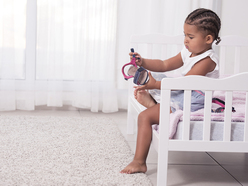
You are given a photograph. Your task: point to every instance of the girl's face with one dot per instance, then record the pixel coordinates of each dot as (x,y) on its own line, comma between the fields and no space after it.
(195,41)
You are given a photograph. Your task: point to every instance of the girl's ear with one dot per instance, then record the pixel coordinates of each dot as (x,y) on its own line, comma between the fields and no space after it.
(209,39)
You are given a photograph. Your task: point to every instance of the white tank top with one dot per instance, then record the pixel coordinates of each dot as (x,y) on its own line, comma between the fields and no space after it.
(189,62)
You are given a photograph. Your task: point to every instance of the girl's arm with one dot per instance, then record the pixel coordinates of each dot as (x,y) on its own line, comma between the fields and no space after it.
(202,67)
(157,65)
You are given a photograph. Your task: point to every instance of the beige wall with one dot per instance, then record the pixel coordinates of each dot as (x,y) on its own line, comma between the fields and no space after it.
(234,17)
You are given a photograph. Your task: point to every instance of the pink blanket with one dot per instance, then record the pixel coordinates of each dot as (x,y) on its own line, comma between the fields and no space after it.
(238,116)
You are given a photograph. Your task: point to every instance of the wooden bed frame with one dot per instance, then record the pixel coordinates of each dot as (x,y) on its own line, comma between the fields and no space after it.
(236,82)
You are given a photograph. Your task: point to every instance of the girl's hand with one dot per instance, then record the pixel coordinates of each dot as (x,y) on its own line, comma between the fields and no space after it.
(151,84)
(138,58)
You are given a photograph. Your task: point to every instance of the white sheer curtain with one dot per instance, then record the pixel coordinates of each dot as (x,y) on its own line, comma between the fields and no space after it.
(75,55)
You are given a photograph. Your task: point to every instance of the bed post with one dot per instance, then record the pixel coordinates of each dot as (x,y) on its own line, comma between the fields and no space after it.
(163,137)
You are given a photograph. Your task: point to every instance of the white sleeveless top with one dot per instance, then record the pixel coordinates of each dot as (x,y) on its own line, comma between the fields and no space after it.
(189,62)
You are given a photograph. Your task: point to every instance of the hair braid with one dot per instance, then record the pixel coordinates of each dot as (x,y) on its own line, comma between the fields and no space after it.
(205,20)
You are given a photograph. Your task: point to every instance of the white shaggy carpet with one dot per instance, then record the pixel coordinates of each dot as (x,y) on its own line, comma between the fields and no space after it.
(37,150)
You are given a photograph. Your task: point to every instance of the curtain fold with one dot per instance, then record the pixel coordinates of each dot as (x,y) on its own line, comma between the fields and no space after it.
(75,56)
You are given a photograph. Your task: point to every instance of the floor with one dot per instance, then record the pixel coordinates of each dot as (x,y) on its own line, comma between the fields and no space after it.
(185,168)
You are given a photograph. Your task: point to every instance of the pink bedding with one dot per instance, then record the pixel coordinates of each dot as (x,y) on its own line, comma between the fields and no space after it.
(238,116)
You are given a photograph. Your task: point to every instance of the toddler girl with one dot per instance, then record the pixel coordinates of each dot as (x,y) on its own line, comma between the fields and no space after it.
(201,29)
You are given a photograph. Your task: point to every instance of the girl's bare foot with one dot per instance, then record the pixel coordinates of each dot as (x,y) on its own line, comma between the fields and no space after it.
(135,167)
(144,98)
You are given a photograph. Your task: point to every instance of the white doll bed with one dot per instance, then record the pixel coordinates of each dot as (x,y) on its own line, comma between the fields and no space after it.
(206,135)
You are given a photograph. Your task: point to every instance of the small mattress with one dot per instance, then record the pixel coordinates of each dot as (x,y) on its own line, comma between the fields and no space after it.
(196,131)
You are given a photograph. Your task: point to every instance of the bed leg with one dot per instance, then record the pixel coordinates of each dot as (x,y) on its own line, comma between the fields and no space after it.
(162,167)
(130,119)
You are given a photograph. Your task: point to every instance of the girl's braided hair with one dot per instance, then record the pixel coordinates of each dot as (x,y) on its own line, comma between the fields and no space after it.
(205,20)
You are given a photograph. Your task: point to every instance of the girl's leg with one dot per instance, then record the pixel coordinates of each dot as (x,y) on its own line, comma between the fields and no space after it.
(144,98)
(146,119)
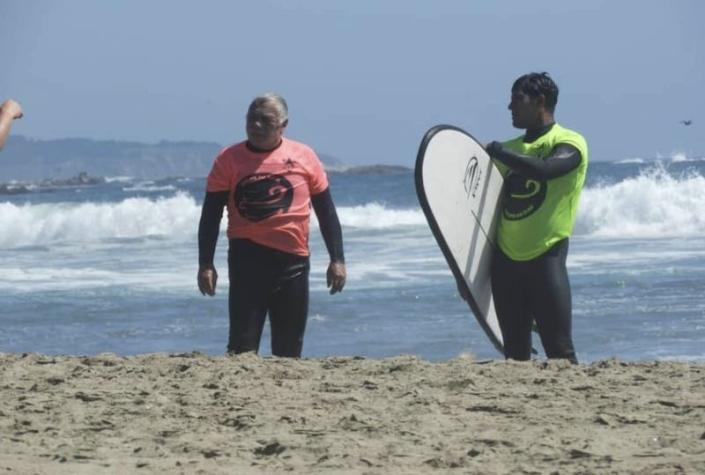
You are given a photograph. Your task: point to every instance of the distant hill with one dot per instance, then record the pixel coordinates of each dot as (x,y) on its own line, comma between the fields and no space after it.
################
[Problem statement]
Find the line that contains "the girl's braided", then write out that line and every line after it through the end of the records, exactly. Leave the pictures out.

[Task response]
You are given a photograph. Your task: point to every instance of the girl's braided hair with one dot per instance, then record the pixel coordinates of each dot as (x,y) on its own line, comma between the fields and no space after it.
(205,20)
You are given a photograph. Your task: point to every instance of the girl's leg with one dot per instance, then record the pixel coordinates of each dot as (x,y) on its own line, comma between the fields and no space after it.
(144,98)
(146,119)
You are given a photograph. Your task: point to every instance of the distant hill with one dot per instance, then record the pixel coordinates of each dot as (x,y) on its own line, comma between the fields and no space after it.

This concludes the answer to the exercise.